• [Directions]:
Copy the part of the retro gaming article running from "8. Blowing into" up to and including "and blu-rays now." word for word.

• [Page text]:
━━━━━━━━━━━━━━━━━━━━

If you were born in the 90’s, you are blessed for having known the joys of emerging games and the overall transformation of the industry. Of course, you also had to contend with shit like dial-up. *tfw when ur mom kicks u off the computer so she can use the home phone* Thankfully, with the coming and going of the years, most of these thankfully afflict gamers no longer. Of course, there’s always the possibility that they’ll invent the holodeck in like, 2063 and VR goggles will be thrown in the trash en masse…
You think your fancy-ass macro-equipped wireless mouse running out of battery is annoying? Try playing an FPS with an effing trackball! Guaranteed to get all jammed up and fizz out or your money back!
9. No saving
Most NES-era games were designed to be played in one go due to hardware limitations. Of course, you couldn’t just slap a few sprites and some stock music you found on a shady Russian website and call it a game, and so developers created levels that were engaging. Of course, if you died, it was back to square one for you! Some developers tried to get around this by creating unique hashes for each stage of progress that would be outputted as passwords. Of course, if you lost it, well… fuck!
8. Blowing into cartridges
The NES-era equivalent of hitting your remote control ’til it works again, cartridges often get dust inside that could mess up the optical readers. Sou you just blew into one and hope the dust would clear! Thankfully, we have HDDs and blu-rays now.

━━━━━━━━━━━━━━━━━━━━

• [Supplied information]:
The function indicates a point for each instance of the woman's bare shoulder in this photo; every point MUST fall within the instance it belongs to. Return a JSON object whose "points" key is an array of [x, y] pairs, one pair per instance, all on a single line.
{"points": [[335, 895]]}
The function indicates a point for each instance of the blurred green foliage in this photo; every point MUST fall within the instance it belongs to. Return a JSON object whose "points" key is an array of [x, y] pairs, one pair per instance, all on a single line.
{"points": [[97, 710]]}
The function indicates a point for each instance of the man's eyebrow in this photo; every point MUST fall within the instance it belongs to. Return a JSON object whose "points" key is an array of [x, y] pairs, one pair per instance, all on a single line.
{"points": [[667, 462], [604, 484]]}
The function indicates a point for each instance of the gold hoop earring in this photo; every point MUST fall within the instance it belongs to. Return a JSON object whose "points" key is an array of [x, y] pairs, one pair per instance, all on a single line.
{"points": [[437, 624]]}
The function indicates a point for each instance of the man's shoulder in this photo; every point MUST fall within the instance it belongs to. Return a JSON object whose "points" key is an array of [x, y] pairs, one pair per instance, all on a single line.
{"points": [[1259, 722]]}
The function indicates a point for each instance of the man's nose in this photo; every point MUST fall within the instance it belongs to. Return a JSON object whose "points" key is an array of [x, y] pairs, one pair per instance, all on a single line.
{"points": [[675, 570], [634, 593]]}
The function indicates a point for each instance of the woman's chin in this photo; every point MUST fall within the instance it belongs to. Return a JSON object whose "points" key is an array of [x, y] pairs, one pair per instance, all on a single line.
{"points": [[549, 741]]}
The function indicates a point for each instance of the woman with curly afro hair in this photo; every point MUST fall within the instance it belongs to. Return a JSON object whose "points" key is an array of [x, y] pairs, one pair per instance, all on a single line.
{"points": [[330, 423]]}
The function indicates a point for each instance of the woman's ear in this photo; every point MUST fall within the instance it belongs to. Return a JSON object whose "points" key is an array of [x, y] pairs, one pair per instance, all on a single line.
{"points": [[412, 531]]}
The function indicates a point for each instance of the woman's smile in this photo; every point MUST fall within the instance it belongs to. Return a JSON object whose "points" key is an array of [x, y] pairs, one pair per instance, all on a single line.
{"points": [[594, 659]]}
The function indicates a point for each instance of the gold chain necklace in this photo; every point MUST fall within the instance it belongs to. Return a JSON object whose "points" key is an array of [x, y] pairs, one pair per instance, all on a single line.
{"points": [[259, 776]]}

━━━━━━━━━━━━━━━━━━━━

• [Right answer]:
8. Blowing into cartridges
The NES-era equivalent of hitting your remote control ’til it works again, cartridges often get dust inside that could mess up the optical readers. Sou you just blew into one and hope the dust would clear! Thankfully, we have HDDs and blu-rays now.